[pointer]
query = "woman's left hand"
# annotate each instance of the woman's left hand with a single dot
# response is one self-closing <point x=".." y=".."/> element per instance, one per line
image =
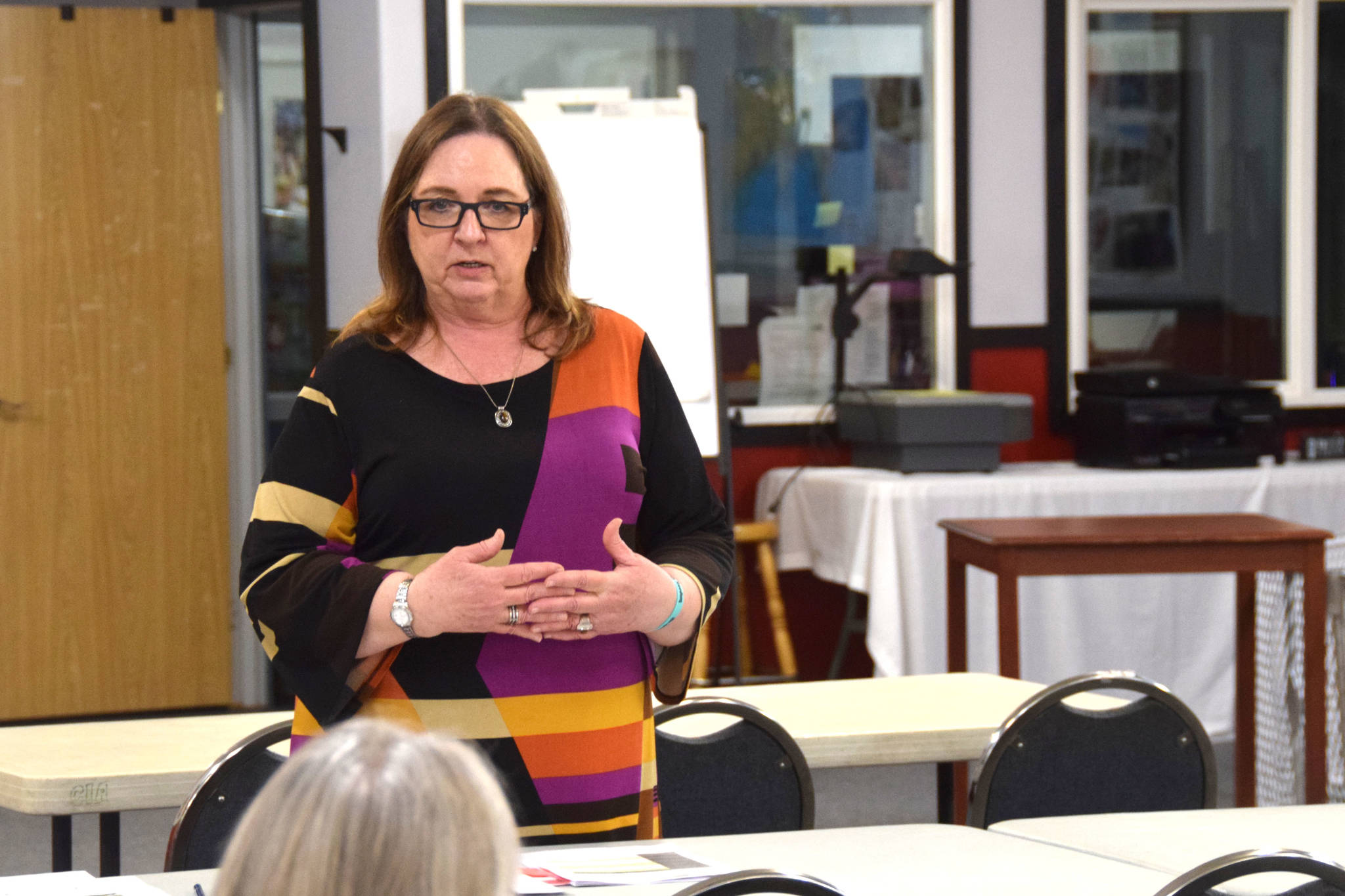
<point x="636" y="595"/>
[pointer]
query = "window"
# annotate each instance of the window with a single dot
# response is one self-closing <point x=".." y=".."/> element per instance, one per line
<point x="825" y="125"/>
<point x="1195" y="133"/>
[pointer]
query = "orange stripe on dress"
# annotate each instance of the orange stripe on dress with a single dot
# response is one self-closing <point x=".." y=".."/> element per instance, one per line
<point x="342" y="528"/>
<point x="581" y="753"/>
<point x="600" y="375"/>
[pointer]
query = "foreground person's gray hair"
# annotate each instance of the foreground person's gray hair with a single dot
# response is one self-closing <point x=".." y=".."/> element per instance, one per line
<point x="372" y="807"/>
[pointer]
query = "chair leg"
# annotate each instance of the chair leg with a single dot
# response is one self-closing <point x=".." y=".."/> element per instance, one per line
<point x="744" y="629"/>
<point x="701" y="658"/>
<point x="775" y="606"/>
<point x="849" y="626"/>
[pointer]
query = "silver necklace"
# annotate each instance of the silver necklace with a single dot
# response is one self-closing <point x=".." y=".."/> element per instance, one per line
<point x="503" y="418"/>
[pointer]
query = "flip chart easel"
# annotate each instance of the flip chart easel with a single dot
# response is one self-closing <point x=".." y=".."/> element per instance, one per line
<point x="632" y="175"/>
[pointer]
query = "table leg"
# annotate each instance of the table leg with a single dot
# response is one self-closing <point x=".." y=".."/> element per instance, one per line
<point x="943" y="790"/>
<point x="1245" y="691"/>
<point x="1314" y="677"/>
<point x="957" y="621"/>
<point x="109" y="844"/>
<point x="1007" y="610"/>
<point x="61" y="852"/>
<point x="959" y="793"/>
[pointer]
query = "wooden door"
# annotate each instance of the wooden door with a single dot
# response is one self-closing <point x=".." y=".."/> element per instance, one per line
<point x="115" y="587"/>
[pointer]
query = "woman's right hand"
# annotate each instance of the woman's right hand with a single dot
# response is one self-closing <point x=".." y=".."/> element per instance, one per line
<point x="458" y="594"/>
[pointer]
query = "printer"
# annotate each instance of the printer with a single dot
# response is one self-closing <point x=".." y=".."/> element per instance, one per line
<point x="1161" y="418"/>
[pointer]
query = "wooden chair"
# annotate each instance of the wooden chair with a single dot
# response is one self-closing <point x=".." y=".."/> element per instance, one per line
<point x="1051" y="758"/>
<point x="761" y="534"/>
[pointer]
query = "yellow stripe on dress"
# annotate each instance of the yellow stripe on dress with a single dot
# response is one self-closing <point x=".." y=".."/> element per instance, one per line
<point x="536" y="830"/>
<point x="466" y="719"/>
<point x="548" y="715"/>
<point x="314" y="395"/>
<point x="280" y="503"/>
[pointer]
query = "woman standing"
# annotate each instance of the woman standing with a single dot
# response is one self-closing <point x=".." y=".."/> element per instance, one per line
<point x="487" y="513"/>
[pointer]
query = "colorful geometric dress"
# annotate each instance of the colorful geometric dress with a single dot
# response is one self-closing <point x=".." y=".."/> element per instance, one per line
<point x="385" y="465"/>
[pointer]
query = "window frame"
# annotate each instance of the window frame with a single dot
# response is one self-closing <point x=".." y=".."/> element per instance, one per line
<point x="944" y="151"/>
<point x="1300" y="387"/>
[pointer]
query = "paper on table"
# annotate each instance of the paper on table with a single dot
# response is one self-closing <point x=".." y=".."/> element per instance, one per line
<point x="128" y="885"/>
<point x="527" y="885"/>
<point x="590" y="867"/>
<point x="731" y="299"/>
<point x="70" y="883"/>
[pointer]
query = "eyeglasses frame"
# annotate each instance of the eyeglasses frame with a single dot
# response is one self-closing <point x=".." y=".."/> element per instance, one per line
<point x="526" y="206"/>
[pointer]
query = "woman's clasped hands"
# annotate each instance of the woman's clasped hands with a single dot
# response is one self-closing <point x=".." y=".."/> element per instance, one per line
<point x="458" y="593"/>
<point x="635" y="595"/>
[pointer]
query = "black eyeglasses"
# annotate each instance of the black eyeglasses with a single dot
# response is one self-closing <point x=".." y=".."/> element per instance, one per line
<point x="493" y="214"/>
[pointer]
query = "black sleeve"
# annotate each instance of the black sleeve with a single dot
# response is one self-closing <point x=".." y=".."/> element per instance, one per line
<point x="304" y="591"/>
<point x="682" y="521"/>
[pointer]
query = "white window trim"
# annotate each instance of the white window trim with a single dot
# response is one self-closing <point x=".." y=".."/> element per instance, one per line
<point x="1298" y="389"/>
<point x="944" y="236"/>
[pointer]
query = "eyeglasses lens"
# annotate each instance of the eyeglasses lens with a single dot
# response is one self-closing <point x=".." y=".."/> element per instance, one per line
<point x="450" y="214"/>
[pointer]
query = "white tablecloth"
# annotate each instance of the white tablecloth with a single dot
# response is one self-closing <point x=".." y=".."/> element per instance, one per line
<point x="875" y="531"/>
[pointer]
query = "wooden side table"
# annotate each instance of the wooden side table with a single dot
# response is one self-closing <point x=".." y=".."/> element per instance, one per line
<point x="1241" y="543"/>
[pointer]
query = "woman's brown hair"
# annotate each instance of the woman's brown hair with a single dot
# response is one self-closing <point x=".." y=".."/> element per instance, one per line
<point x="400" y="312"/>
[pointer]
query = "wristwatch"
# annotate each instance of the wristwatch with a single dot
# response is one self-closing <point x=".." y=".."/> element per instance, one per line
<point x="401" y="612"/>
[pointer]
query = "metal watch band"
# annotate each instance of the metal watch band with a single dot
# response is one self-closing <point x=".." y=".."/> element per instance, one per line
<point x="401" y="610"/>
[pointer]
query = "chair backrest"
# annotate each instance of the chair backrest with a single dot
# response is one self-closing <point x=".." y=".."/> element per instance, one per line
<point x="741" y="779"/>
<point x="1055" y="759"/>
<point x="208" y="819"/>
<point x="761" y="880"/>
<point x="1201" y="879"/>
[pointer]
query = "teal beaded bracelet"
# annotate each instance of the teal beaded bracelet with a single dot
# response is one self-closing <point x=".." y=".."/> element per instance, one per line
<point x="677" y="608"/>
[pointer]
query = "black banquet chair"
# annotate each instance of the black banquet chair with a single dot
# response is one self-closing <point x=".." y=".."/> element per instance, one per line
<point x="1051" y="758"/>
<point x="208" y="819"/>
<point x="1202" y="879"/>
<point x="761" y="880"/>
<point x="745" y="778"/>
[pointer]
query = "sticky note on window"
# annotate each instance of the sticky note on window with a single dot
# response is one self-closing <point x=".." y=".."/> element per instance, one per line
<point x="839" y="258"/>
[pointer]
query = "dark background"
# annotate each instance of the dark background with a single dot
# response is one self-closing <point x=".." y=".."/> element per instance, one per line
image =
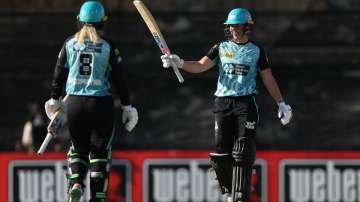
<point x="313" y="47"/>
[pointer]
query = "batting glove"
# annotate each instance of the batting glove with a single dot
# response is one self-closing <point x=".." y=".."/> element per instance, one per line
<point x="129" y="117"/>
<point x="172" y="59"/>
<point x="284" y="113"/>
<point x="52" y="106"/>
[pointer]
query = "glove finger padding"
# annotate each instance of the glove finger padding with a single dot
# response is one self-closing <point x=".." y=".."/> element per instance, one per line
<point x="165" y="59"/>
<point x="52" y="106"/>
<point x="177" y="60"/>
<point x="284" y="113"/>
<point x="287" y="116"/>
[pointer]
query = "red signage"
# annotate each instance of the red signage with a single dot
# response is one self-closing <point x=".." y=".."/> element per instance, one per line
<point x="162" y="176"/>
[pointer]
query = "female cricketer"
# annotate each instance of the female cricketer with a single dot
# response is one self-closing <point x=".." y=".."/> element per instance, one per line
<point x="89" y="65"/>
<point x="235" y="109"/>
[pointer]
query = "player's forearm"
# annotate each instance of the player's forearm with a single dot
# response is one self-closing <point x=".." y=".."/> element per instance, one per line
<point x="193" y="67"/>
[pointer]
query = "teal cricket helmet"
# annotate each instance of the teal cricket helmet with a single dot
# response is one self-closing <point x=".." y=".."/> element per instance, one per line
<point x="92" y="12"/>
<point x="239" y="16"/>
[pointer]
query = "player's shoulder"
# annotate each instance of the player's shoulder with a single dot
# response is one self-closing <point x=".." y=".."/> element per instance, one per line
<point x="256" y="44"/>
<point x="109" y="42"/>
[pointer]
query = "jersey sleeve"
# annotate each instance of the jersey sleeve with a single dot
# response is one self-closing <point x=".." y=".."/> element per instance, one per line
<point x="117" y="76"/>
<point x="213" y="53"/>
<point x="263" y="62"/>
<point x="60" y="74"/>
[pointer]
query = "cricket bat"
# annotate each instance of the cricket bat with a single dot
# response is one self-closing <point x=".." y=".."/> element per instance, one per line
<point x="53" y="128"/>
<point x="156" y="33"/>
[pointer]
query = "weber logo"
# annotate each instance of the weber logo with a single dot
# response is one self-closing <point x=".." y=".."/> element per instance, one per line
<point x="320" y="180"/>
<point x="44" y="180"/>
<point x="179" y="180"/>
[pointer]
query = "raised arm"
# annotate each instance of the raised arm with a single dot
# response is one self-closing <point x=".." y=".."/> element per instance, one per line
<point x="199" y="66"/>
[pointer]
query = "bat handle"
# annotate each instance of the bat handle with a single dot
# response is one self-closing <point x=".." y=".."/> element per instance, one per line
<point x="47" y="140"/>
<point x="177" y="72"/>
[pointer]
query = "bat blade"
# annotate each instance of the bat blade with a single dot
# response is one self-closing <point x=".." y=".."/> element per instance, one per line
<point x="156" y="33"/>
<point x="53" y="128"/>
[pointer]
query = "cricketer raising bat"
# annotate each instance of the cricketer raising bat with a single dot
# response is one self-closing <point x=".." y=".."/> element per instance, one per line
<point x="53" y="128"/>
<point x="155" y="31"/>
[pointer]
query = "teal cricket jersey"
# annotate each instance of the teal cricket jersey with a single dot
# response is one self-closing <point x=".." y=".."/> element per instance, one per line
<point x="87" y="69"/>
<point x="238" y="67"/>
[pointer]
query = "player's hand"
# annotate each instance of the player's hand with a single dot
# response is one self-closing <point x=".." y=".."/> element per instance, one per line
<point x="52" y="106"/>
<point x="169" y="59"/>
<point x="284" y="113"/>
<point x="129" y="117"/>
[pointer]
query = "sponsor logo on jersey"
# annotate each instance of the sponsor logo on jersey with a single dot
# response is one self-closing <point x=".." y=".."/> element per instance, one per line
<point x="226" y="54"/>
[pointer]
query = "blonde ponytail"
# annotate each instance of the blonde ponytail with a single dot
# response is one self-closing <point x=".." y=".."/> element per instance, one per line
<point x="87" y="32"/>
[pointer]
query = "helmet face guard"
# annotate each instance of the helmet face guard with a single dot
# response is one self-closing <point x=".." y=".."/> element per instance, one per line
<point x="239" y="16"/>
<point x="92" y="12"/>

## What this task involves
Display each line from the rows above that contains the string "sticky".

## Task answer
query = "sticky note on window"
# annotate each instance of the sticky note on window with a single dot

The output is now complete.